A line below contains "Target: rope", and a later one contains "Target: radar dome". Repeat both, with every line between them, exactly.

--- Information ---

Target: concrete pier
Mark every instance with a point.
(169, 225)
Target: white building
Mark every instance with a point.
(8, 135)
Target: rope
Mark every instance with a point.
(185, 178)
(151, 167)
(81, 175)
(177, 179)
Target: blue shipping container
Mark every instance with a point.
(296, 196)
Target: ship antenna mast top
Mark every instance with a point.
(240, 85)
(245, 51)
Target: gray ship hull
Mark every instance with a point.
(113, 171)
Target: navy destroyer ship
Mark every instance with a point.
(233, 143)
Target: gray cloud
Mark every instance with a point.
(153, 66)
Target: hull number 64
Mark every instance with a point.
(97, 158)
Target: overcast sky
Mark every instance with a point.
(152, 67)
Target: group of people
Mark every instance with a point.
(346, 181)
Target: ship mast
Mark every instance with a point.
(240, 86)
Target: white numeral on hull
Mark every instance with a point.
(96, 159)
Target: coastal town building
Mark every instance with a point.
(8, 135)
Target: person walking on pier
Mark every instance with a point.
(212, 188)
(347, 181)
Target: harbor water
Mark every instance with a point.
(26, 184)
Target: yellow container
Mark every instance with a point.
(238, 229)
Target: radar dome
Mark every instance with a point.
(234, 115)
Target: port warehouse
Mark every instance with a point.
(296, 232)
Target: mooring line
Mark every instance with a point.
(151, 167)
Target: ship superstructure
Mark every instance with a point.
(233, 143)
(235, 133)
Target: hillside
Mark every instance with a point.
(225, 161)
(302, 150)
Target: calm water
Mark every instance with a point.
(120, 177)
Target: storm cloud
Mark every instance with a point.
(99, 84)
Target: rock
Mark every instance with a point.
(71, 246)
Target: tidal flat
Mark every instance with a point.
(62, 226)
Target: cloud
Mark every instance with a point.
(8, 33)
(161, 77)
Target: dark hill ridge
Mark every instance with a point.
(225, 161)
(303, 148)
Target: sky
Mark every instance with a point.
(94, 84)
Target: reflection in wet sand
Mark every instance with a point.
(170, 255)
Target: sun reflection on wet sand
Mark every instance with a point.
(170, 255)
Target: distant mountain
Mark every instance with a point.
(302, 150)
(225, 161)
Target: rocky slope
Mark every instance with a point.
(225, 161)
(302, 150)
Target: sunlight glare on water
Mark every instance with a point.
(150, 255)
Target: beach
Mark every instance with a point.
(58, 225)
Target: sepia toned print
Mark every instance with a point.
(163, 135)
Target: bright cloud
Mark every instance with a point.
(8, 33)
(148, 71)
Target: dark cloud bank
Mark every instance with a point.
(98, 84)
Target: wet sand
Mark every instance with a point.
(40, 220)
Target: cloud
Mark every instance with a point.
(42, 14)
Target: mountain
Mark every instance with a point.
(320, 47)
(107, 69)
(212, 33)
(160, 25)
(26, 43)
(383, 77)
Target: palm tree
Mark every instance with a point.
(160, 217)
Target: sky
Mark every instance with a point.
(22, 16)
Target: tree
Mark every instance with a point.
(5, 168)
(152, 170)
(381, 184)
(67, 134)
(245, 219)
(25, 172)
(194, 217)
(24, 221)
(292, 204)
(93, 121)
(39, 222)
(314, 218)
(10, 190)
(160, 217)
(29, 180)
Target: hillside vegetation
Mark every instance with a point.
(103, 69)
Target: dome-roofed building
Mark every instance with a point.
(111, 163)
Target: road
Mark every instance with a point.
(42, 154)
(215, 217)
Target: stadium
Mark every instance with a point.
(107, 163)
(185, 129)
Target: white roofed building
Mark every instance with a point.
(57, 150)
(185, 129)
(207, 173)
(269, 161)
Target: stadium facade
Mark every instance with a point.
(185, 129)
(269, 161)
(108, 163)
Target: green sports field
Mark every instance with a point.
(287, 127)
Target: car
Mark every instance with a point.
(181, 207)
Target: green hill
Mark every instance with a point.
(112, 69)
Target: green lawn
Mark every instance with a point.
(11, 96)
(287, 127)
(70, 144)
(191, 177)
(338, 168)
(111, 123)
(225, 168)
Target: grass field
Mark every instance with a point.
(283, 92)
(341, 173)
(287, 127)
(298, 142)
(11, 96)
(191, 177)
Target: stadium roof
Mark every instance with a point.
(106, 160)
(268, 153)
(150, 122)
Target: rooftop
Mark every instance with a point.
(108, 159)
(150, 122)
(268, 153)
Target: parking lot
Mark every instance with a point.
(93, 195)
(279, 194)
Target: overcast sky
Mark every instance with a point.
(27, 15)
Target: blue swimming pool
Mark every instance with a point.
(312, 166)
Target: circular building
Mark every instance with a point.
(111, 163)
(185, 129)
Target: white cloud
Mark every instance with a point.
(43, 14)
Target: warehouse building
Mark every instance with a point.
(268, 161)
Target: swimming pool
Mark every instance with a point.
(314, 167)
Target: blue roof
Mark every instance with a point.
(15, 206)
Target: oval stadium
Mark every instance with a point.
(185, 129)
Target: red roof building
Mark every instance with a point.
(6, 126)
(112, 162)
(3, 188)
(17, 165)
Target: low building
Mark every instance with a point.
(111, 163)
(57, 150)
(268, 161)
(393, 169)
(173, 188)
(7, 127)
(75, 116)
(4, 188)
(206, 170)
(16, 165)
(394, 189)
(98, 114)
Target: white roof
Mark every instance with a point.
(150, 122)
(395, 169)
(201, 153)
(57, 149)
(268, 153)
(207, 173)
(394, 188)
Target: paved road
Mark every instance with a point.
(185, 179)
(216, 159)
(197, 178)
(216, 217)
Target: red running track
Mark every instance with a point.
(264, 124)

---

- Problem solution:
Target: rope
Mark every instance with a point.
(185, 178)
(151, 167)
(81, 175)
(177, 179)
Target: blue shipping container
Mark every instance with a point.
(296, 196)
Target: ship antenna mast top
Mark every instance with a point.
(240, 85)
(245, 51)
Target: gray ship hull
Mark every instance with a point.
(113, 171)
Target: navy destroyer ship
Mark every instance with a point.
(233, 143)
Target: gray cloud
Mark every instance with a point.
(153, 66)
Target: hull number 64
Mark every instance with a point.
(97, 158)
Target: overcast sky
Mark every instance with a point.
(152, 67)
Target: group of people
Mark every instance with a point.
(346, 181)
Target: ship mast
Mark every instance with a point.
(240, 86)
Target: white numeral on hull
Mark every instance with a point.
(96, 159)
Target: coastal town building
Mark every instance with a point.
(8, 135)
Target: person walking on pier
Mark every instance with a point.
(212, 188)
(347, 181)
Target: harbor water
Mark every instance with a point.
(26, 184)
Target: yellow container
Mark every instance with a point.
(238, 229)
Target: radar dome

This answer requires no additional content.